Record extracts:
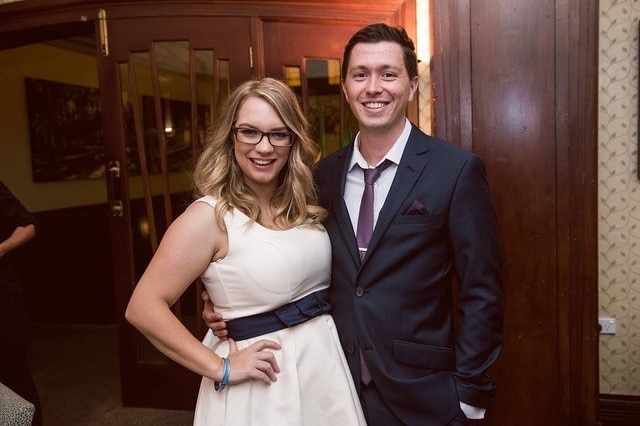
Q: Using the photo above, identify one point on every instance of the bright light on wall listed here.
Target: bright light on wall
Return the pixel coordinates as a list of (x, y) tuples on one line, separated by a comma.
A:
[(423, 49)]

Work request:
Each record should be given again exactly, with no picture carried over.

Solved problem:
Q: Using the photo above, identify one point on every instance of the bright light on wall listed here.
Target: bright light on wall
Return the pixel coordinates as a list of (x, y) tuples on one line, separated by a comma.
A:
[(423, 49)]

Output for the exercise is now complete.